━━━ Supplied text ━━━
The performance of the DAs and their individual components was assessed against the Draize eye test. Note that for the selection of the reference chemicals from the Cosmetics Europe Draize Eye Test Reference Database, the key criteria as identified by Barroso and coworkers were applied. 9 In brief, the reference set for each DA contained chemicals classified based on the most important drivers of in vivo Cat. 1 classification (severity and/or persistence of corneal opacity [CO]) and of in vivo Cat. 2 classification (CO severity or conjunctival (Conj.) effects). For the set of in vivo No Cat. chemicals, the majority of the chemicals did belong to the subgroup CO = 0 (CO scores equal to 0 in all animals and all observed time points) and the remaining chemicals did belong to the subgroups CO >0 and CO >0 ** (CO scores not equal to 0 in at least one animal). No Cat. studies marked with ** are studies for which at least one animal had a mean of the scores of days 1–3 above the classification cutoff for at least one endpoint but not in enough animals to generate a classification.
The overall accuracy, the proportion of correctly identified Cat. 1, Cat. 2, and No Cat., underprediction, overprediction, false negative (FN) rate, and false positive (FP) rate for DAL-1 and DAL-2 were published by Alépée and coauthors.2,3 At the time the DAs were developed, no international agreed performance criterion was available to assess their predictive capacity. Therefore, the criteria that were set during the CONsortium for in vitro Eye Irritation testing strategy (CON4EI) project were used initially to develop DAL-1 and DAL-2. 10
Following the introduction of the DAs to the OECD expert group on eye/skin irritation/corrosion and phototoxicity, Cosmetics Europe proposed target values to assess the performance of DAs for eye hazard identification to distinguish between the three UN GHS categories. The proposed target values considered the uncertainty of the Draize eye test by taking into account the within- and between-test variability.9–11 After discussion with the OECD expert group, a consensus was reached on the performance criteria to assess the predictivity of DAs.
The aim of this article was to assess the performance of DAL-1 and DAL-2 for eye hazard identification to distinguish between the three UN GHS categories based on the target values agreed upon by the OECD expert group. In addition, it is the first time that class-specific performance metrics (sensitivity, specificity, and balanced accuracy) based on a one-versus-all other classes approach were provided for each DA. 12 To gain further insight in explaining the performance in the context of the applicability domain of the individual DAs, the predictivity was also assessed based on the drivers of classification and by the organic functional group (OFG).
Materials and Methods
Data sources
The set of reference chemicals was composed of 173 monoconstituent liquids and 16 liquids tested in dilution (DAL-2 only). The purity of the chemicals should be as high as possible and ideally ≥95%. 9 From the set of neat liquids, 156/173 (90.2%) had a purity of at least 95% and 164/173 (94.8%) had a purity of at least 90%. For the chemicals that were tested in dilution, 13/16 (81.3%) liquids had a purity of at least 95% for the neat material. The set of liquids covered a broad range of chemical classes, industrial uses, and OFGs (79 different OFGs) defined according to OECD QSAR Toolbox analysis (version 3.2; www.oecd.org/chemicalsafety/risk-assessment/theoecdqsartoolbox.htm).
━━━ Data shown ━━━
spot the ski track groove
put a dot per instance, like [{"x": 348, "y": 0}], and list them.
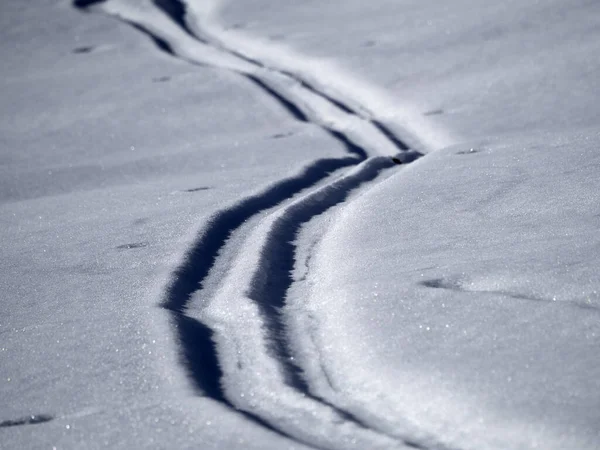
[{"x": 271, "y": 281}]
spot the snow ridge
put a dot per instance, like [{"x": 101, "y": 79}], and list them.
[{"x": 236, "y": 343}]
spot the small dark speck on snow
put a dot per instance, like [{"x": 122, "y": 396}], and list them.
[
  {"x": 133, "y": 245},
  {"x": 29, "y": 420},
  {"x": 86, "y": 49}
]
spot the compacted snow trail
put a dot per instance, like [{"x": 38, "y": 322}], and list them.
[
  {"x": 234, "y": 337},
  {"x": 235, "y": 342}
]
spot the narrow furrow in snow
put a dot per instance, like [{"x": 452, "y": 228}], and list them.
[
  {"x": 259, "y": 373},
  {"x": 227, "y": 299},
  {"x": 164, "y": 23}
]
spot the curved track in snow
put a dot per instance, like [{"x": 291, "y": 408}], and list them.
[{"x": 228, "y": 297}]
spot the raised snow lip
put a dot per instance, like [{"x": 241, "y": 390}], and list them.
[{"x": 28, "y": 420}]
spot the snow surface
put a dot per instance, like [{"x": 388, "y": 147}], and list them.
[{"x": 206, "y": 242}]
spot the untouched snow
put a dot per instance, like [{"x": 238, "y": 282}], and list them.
[{"x": 206, "y": 242}]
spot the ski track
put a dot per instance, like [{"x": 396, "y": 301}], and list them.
[{"x": 236, "y": 340}]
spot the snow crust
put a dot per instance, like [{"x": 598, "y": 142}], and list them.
[{"x": 449, "y": 303}]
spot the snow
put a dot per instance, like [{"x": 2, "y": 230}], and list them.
[{"x": 206, "y": 242}]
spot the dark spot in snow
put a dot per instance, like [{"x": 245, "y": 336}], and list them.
[
  {"x": 413, "y": 444},
  {"x": 29, "y": 420},
  {"x": 133, "y": 245},
  {"x": 434, "y": 112},
  {"x": 281, "y": 135},
  {"x": 86, "y": 49},
  {"x": 440, "y": 283},
  {"x": 85, "y": 3},
  {"x": 471, "y": 151}
]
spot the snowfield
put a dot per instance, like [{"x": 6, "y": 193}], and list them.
[{"x": 320, "y": 224}]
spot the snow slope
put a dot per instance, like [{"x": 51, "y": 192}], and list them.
[{"x": 208, "y": 240}]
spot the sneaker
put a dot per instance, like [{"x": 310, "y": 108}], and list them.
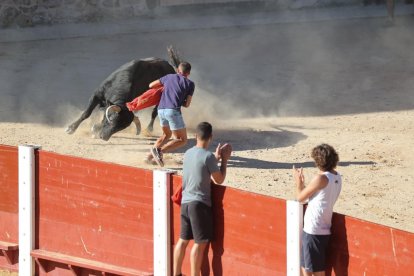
[
  {"x": 157, "y": 154},
  {"x": 150, "y": 160}
]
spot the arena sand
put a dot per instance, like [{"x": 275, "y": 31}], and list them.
[
  {"x": 272, "y": 91},
  {"x": 375, "y": 150}
]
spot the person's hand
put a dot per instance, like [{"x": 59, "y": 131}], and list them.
[
  {"x": 218, "y": 152},
  {"x": 226, "y": 150},
  {"x": 298, "y": 175}
]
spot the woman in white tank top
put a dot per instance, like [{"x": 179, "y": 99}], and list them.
[{"x": 322, "y": 193}]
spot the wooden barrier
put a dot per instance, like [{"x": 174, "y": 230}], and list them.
[
  {"x": 95, "y": 217},
  {"x": 9, "y": 234},
  {"x": 250, "y": 233},
  {"x": 94, "y": 210}
]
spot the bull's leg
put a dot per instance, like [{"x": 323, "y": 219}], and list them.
[
  {"x": 137, "y": 125},
  {"x": 150, "y": 128},
  {"x": 93, "y": 102}
]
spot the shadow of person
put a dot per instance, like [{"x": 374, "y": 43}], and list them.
[
  {"x": 338, "y": 254},
  {"x": 253, "y": 163},
  {"x": 217, "y": 245}
]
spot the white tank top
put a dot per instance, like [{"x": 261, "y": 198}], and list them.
[{"x": 318, "y": 215}]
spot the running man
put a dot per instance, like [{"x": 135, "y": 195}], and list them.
[
  {"x": 178, "y": 91},
  {"x": 322, "y": 192},
  {"x": 199, "y": 169}
]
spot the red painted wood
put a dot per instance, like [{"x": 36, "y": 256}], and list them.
[
  {"x": 363, "y": 248},
  {"x": 250, "y": 233},
  {"x": 8, "y": 179},
  {"x": 95, "y": 210},
  {"x": 103, "y": 212},
  {"x": 8, "y": 201},
  {"x": 75, "y": 263}
]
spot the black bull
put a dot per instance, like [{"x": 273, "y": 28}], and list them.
[{"x": 122, "y": 86}]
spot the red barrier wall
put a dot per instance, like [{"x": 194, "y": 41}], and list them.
[
  {"x": 103, "y": 212},
  {"x": 362, "y": 248},
  {"x": 95, "y": 210},
  {"x": 250, "y": 233},
  {"x": 9, "y": 207}
]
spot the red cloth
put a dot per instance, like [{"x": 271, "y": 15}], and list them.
[
  {"x": 178, "y": 195},
  {"x": 148, "y": 98}
]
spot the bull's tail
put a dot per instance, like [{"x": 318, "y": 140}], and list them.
[{"x": 174, "y": 56}]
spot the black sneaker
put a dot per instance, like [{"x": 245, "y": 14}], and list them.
[{"x": 157, "y": 154}]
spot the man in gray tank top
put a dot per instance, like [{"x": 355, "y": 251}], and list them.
[{"x": 200, "y": 168}]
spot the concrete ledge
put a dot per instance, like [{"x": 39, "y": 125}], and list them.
[{"x": 196, "y": 21}]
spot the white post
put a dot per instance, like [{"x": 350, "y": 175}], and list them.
[
  {"x": 161, "y": 205},
  {"x": 27, "y": 183},
  {"x": 294, "y": 225}
]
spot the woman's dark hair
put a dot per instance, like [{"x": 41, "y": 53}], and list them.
[
  {"x": 325, "y": 157},
  {"x": 204, "y": 131},
  {"x": 185, "y": 67}
]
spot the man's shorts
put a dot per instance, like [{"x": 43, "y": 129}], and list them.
[
  {"x": 171, "y": 118},
  {"x": 196, "y": 222},
  {"x": 313, "y": 252}
]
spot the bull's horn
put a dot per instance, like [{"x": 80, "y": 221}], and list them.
[{"x": 113, "y": 108}]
━━━
§ **Requirement 1**
In the passage on assessing defined approaches for eye hazard identification, why were the criteria from the CON4EI project used at first to develop DAL-1 and DAL-2? Answer in one to three sentences.
§ **Requirement 2**
Continue the passage on assessing defined approaches for eye hazard identification from its final sentence.

§ **Reply 1**
When the DAs were developed, no internationally agreed performance criterion existed for assessing their predictive capacity. The criteria set during the CON4EI project were therefore used initially to develop DAL-1 and DAL-2.

§ **Reply 2**
The distribution of the reference chemicals by UN GHS category is provided in Table 1. The individual test substances are listed in the Supplementary Data. Details on the data sources of the different components of the DAs (RhCE, STE, BCOP LLBO, and physicochemical properties) and the Draize eye test reference data are published by Alépée et al.2,3
Distribution of the Reference Chemicals
n/n (n): number of neat liquids tested with DAL-1 with VRM1/DAL-1 with VRM2 (number of liquids tested in common).
EIT, eye irritation test; HCE, human corneal epithelium; UN GHS, United Nations Globally Harmonized System of Classification; VRM1, validated reference method—EpiOcular™ EIT; VRM2, validated reference method—SkinEthic™ HCE EIT.
Evaluation of the performance of the DAs
The performance of each DA was assessed by comparing the prediction results with the classification based on historical in vivo Draize eye test data. For each chemical, the predicted class was obtained by considering all available results of each in vitro test method. This resulted sometimes in discordant predictions for a chemical and, therefore, a weighted calculation approach was used so that all chemicals had the same weight (weight of 1). Consider, for example, the prediction results for methyl cyanoacetate (CASRN 105-34-0) with DAL-2. For this liquid, two BCOP LLBO results were available, both having an opacity <145, and, therefore, the final prediction is based on the STE test method. The STE resulted two times in a No Cat. prediction and two times in No prediction can be made for which a Cat. 2 prediction was assigned. The corresponding weights for “No Cat.” and for “Cat. 2” were 0.5 (2/4) and 0.5 (2/4), respectively.
Next, the performance of each DA was assessed based on a confusion matrix, a cross table that reports the predicted classes against the UN GHS classes. For each UN GHS category, the percentage of correct and mispredictions was compared with target values that were discussed and agreed by the OECD expert group on eye/skin irritation/corrosion and phototoxicity for this purpose. Note that the target values were proposed for test substances in general and not explicitly for liquids. The values are reported in Table 2. For overall measure of performance, the balanced accuracy was reported for each DA since it takes imbalances of the data set into account whereas accuracy does not. The balanced accuracy is the average of the proportion of the correct predictions of each category. In addition, class-specific performance metrics (sensitivity, specificity, and balanced accuracy) were calculated.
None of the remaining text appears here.